WHAT THE EXERCISE ASKS:
Starting at the line with "Mark each sign" in it, reproduce each line below through the last one, exactly, and include nothing else.

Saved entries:
*** Begin section ***
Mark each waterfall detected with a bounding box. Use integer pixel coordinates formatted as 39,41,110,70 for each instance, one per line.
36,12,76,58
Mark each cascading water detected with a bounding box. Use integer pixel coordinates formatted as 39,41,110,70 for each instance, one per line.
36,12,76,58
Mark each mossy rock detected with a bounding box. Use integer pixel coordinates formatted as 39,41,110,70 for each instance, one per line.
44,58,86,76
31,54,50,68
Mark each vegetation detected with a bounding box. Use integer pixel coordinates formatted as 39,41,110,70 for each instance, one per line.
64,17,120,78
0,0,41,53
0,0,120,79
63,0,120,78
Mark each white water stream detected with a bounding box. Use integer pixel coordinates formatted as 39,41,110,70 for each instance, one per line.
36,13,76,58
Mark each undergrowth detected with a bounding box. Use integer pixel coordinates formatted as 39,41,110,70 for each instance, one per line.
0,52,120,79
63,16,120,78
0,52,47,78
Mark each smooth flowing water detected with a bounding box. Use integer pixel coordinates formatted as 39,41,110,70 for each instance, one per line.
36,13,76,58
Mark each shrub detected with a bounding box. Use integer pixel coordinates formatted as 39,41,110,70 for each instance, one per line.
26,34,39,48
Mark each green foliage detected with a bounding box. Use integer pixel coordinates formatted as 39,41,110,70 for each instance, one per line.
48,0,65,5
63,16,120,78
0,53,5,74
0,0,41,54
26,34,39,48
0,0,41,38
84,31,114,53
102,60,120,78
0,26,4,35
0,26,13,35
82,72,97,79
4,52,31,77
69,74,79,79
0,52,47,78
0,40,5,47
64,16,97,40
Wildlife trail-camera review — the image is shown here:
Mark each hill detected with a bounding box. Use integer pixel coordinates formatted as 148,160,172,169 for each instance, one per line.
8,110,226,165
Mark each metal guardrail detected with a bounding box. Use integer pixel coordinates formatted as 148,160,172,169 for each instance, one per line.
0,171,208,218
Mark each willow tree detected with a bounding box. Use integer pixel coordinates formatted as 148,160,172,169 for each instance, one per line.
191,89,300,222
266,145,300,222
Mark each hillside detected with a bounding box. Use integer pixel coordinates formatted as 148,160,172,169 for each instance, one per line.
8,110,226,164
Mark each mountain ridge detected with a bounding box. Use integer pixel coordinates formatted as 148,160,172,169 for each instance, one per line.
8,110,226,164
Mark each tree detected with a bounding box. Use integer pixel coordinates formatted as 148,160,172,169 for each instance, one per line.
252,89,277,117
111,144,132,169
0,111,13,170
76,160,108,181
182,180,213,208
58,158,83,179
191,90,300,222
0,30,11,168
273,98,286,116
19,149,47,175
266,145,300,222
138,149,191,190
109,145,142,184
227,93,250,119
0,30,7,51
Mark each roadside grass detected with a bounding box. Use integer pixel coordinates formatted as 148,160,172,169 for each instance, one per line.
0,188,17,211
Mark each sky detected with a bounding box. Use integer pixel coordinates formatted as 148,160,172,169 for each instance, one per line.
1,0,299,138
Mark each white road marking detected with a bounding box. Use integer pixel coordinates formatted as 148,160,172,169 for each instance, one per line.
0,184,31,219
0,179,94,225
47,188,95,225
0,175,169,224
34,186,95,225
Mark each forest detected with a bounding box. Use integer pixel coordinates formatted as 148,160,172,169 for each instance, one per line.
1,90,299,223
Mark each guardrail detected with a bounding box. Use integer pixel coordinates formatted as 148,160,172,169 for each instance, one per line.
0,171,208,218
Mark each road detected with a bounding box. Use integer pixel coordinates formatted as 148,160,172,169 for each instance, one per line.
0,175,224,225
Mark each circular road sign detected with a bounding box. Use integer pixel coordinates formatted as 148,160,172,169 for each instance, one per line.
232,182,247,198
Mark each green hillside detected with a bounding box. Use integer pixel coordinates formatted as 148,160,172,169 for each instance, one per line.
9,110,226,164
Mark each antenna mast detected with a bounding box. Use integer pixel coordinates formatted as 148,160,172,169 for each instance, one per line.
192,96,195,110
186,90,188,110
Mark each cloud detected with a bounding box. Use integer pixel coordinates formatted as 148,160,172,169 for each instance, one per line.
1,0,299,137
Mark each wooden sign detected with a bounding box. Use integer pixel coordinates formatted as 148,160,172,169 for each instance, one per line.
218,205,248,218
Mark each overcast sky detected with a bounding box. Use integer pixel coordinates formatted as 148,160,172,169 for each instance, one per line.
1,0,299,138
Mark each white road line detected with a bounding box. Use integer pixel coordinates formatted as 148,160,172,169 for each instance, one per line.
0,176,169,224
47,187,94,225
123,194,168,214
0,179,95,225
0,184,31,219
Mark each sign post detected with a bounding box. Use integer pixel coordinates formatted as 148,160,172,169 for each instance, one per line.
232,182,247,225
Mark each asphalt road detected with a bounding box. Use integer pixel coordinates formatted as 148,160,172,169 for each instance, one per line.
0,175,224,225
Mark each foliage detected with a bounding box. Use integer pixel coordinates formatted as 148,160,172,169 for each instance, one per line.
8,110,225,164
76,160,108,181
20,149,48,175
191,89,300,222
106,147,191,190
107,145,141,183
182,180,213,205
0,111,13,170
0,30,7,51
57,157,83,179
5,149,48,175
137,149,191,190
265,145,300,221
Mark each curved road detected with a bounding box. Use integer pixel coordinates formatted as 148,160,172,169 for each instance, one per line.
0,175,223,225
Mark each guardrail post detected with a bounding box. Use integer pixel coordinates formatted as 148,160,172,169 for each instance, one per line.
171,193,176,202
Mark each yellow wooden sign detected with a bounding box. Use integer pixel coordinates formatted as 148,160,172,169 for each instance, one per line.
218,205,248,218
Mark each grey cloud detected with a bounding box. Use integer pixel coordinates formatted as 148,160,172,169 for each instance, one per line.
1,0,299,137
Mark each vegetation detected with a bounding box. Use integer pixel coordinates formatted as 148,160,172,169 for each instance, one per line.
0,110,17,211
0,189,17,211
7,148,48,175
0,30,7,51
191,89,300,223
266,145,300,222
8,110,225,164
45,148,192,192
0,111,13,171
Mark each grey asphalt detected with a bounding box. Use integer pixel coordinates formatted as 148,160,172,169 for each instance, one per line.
*** End section ***
OUTPUT BELOW:
Mark each sign post detected with a bounding box. Use integer pixel coordinates formatted as 148,160,172,169 for each instance, one per line.
232,182,247,225
Mark each asphalt road detected with a bounding box. Use integer pixel coordinates formatted as 148,160,172,169 for each instance, one per line.
0,175,224,225
Mark each foliage detected with a bounding box. Use integer pixel coordinates formatted as 148,160,172,169 for each instance, one per line.
8,110,225,164
76,160,108,181
20,149,48,175
191,89,300,222
106,147,191,190
107,145,141,183
182,180,213,205
0,111,13,170
0,30,7,51
57,157,83,179
5,149,48,175
137,149,191,190
265,145,300,221
Mark each curved road detected with a bounding box. Use integer pixel coordinates formatted as 148,160,172,169 for each instance, one per line.
0,175,223,225
Mark each guardrail post detected with a bounding box. Use integer pixel coordinates formatted as 148,160,172,169 for each instance, one per line.
171,193,176,202
Mark each yellow wooden sign detected with a bounding box. Use integer pixel coordinates formatted as 148,160,172,169 for each instance, one per line.
218,205,248,218
Mark each grey cloud detected with a bounding box. Use integer pixel coordinates formatted as 148,160,172,169 for each instance, one per line.
1,0,299,137
Mark each vegetation detected with a bounding box. Use integer pixel coordinates formatted as 148,160,172,169 for each instance, one per line.
0,110,17,211
0,189,17,211
7,148,48,175
0,30,7,51
191,89,300,223
266,145,300,222
8,110,225,164
45,148,192,192
0,111,13,171
Mark each grey asphalt detected with a bounding box. Use integer pixel coordinates formatted as 148,160,172,169 for each instance, one per line.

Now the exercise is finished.